Written instruction 1. In the demographics passage, what percentage of respondents held a master's degree?
Written instruction 2. Transcribe the part of the rows that opens with the line containing "Pass-network tagging: label the river water" and closes with the line containing "432), (95, 492)]", both of those lines included.

Selected extract.

-- start --

Table 1 presents the demographic characteristics of the 243 respondents, providing an overview of their background and professional experience. The results show that the majority of participants were male (66.7%), with females constituting 33.3% of the sample, reflecting a gender composition typical of technology-oriented and knowledge-intensive sectors. Most respondents were between 26 and 30 years of age (35.8%), followed by 31–35 years (23.9%), indicating that the sample primarily consisted of early-to-mid-career professionals actively involved in digital and innovation processes. In terms of education, a large proportion held a master’s degree (47.3%), while 31.3% possessed a bachelor’s degree and 21.4% had a doctoral degree, demonstrating a highly educated sample suited for examining knowledge integration and innovation capability. In total, 58.4% of the participants were employed in the private sector and 41.6% were employed in the public sector, ensuring diverse organizational representation. Most respondents had 2–10 years of work experience (63.8%), suggesting that they were experienced enough to understand organizational learning, digital ecosystems, and AI-enabled practices, making their perspectives valuable for understanding the relationships investigated in this research.

-- end --

(Saved entries)
-- start --

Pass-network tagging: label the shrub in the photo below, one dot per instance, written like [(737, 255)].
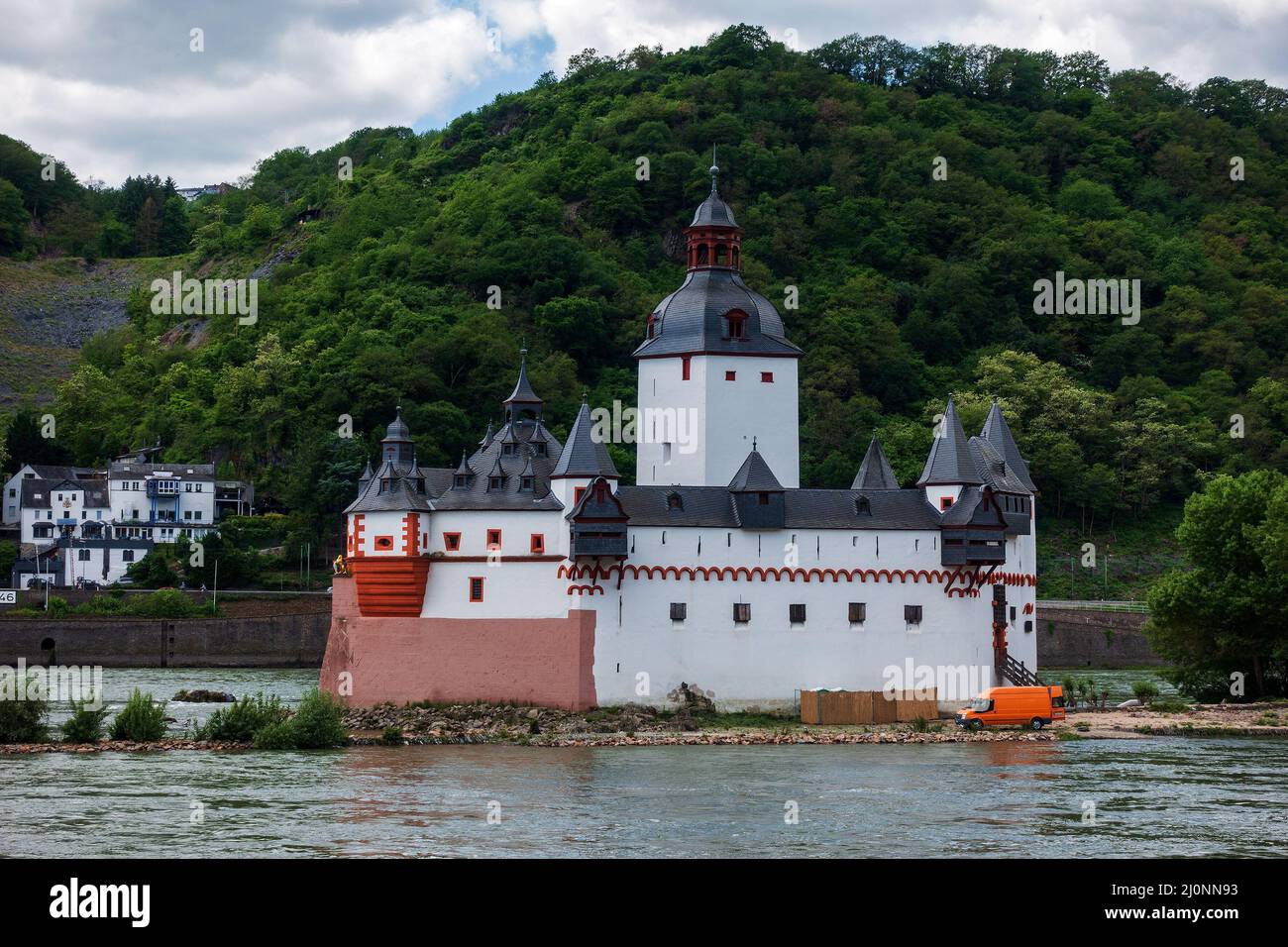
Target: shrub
[(140, 720), (167, 603), (244, 719), (22, 715), (85, 724), (275, 736), (1144, 690), (318, 722)]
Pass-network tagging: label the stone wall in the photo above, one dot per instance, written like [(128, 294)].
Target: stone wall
[(281, 641), (1074, 638)]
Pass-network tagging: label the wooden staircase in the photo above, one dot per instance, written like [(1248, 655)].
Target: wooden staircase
[(1017, 673)]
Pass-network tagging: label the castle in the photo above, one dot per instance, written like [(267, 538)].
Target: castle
[(528, 574)]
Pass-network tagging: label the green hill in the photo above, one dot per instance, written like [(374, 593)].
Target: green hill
[(910, 286)]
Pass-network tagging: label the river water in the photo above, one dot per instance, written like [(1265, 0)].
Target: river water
[(1131, 797)]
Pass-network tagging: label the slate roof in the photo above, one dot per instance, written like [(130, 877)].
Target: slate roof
[(583, 455), (995, 471), (755, 476), (951, 460), (875, 471), (805, 509), (198, 472), (690, 320), (997, 432), (95, 492)]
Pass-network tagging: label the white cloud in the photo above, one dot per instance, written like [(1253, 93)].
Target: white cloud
[(114, 90)]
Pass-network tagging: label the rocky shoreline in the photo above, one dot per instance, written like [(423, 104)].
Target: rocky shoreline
[(697, 724)]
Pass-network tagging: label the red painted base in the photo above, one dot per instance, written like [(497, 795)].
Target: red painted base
[(390, 585), (373, 660)]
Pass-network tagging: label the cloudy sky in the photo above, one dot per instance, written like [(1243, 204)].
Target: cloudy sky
[(114, 88)]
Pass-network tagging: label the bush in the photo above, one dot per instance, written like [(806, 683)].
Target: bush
[(167, 603), (244, 719), (140, 720), (1144, 690), (22, 715), (318, 722), (275, 736), (85, 724)]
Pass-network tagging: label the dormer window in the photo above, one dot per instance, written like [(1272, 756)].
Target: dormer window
[(735, 325)]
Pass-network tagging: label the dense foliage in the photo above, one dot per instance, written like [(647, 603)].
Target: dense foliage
[(44, 209), (1227, 611), (910, 286)]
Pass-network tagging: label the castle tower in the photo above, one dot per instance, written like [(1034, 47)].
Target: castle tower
[(715, 369), (949, 467)]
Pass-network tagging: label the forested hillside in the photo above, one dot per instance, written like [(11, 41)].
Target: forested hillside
[(910, 286)]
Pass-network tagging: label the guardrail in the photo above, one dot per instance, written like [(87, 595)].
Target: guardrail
[(1090, 605)]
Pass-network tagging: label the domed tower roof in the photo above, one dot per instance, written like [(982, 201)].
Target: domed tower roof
[(713, 311), (713, 211)]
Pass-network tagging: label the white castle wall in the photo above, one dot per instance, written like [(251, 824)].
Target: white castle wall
[(728, 416)]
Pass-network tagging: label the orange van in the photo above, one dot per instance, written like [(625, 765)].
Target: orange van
[(1014, 706)]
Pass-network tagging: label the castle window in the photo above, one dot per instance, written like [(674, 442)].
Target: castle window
[(735, 325)]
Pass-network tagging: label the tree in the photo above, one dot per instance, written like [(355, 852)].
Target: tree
[(1227, 611)]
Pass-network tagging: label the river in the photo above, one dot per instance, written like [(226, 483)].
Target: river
[(1150, 796)]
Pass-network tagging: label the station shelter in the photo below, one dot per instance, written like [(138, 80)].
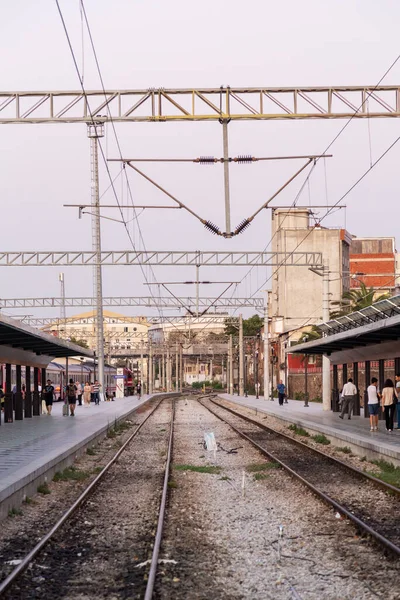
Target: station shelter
[(25, 353), (362, 344)]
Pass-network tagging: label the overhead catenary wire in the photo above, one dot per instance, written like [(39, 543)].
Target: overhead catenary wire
[(329, 211), (326, 150), (120, 152), (92, 119)]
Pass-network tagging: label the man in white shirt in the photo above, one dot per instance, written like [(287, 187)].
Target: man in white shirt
[(349, 392), (373, 404), (397, 406)]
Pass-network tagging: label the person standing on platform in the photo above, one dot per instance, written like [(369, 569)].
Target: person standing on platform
[(49, 396), (373, 404), (281, 392), (96, 392), (71, 396), (389, 401), (349, 392), (87, 393), (397, 406), (79, 392)]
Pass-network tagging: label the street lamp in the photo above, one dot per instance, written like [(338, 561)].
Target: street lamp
[(256, 366), (304, 339)]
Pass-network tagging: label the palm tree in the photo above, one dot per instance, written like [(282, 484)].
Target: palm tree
[(356, 300)]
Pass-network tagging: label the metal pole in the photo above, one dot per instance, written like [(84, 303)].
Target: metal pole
[(326, 364), (176, 370), (266, 350), (168, 370), (95, 131), (256, 366), (241, 365), (226, 176), (150, 367), (141, 364), (63, 309), (230, 360), (197, 289), (180, 369), (306, 381)]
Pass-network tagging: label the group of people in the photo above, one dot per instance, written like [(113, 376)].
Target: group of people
[(386, 400), (74, 392)]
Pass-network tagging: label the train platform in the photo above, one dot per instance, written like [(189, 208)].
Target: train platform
[(32, 450), (354, 433)]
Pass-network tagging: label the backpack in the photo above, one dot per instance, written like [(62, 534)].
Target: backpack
[(71, 391)]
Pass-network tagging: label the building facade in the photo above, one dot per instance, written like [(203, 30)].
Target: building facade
[(297, 291), (373, 261), (120, 332)]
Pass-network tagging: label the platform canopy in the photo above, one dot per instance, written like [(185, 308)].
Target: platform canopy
[(369, 334), (18, 341)]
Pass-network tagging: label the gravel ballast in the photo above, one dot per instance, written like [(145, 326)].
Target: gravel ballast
[(97, 553), (226, 545)]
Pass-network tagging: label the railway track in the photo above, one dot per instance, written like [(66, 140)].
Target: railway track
[(371, 504), (176, 533), (88, 496)]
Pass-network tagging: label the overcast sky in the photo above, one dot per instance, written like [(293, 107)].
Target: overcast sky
[(176, 43)]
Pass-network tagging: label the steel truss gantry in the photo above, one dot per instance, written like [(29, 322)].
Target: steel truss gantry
[(200, 104), (160, 258), (120, 320), (146, 301)]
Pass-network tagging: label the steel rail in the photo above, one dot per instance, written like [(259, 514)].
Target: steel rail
[(157, 542), (387, 487), (361, 525), (17, 572)]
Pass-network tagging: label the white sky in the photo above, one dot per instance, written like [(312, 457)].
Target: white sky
[(176, 43)]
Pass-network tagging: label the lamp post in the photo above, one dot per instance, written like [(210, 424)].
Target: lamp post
[(81, 359), (245, 375), (305, 338), (256, 366), (272, 372)]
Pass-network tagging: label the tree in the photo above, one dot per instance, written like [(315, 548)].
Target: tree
[(356, 300), (251, 326), (82, 343)]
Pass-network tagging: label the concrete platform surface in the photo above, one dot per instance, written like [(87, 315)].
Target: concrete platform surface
[(354, 433), (31, 447)]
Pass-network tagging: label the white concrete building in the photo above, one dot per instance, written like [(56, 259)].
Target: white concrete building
[(120, 332), (296, 291)]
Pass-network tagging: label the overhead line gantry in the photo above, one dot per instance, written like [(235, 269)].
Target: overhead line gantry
[(201, 104)]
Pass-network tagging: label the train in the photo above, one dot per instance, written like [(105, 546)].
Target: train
[(83, 372)]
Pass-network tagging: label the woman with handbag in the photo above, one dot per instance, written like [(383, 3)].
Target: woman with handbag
[(389, 401)]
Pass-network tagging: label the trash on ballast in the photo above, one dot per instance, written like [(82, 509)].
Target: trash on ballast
[(209, 442), (160, 560)]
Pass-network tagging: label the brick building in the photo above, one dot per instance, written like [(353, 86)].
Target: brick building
[(373, 261)]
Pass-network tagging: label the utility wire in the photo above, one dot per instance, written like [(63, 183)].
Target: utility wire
[(317, 223), (328, 212), (93, 122)]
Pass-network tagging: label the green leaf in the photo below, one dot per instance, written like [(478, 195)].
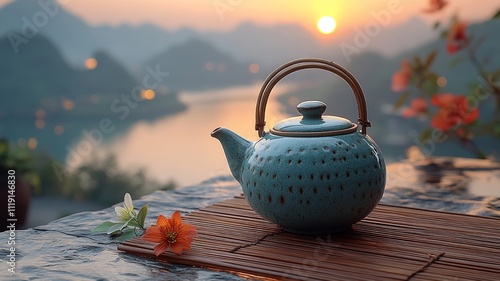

-- end --

Full output 1. 47.3%

Full output 2.
Pass-network tagging: label the river water in the photo above, one dot per instance, written like [(1265, 0)].
Target: river water
[(1131, 797)]
Pass-network tagging: label the slate roof in the photo above, one dot per instance, written like [(130, 877)].
Target: slate roof
[(583, 455), (995, 471), (755, 476), (951, 460), (875, 471), (805, 509), (198, 472), (690, 320), (997, 432), (95, 492)]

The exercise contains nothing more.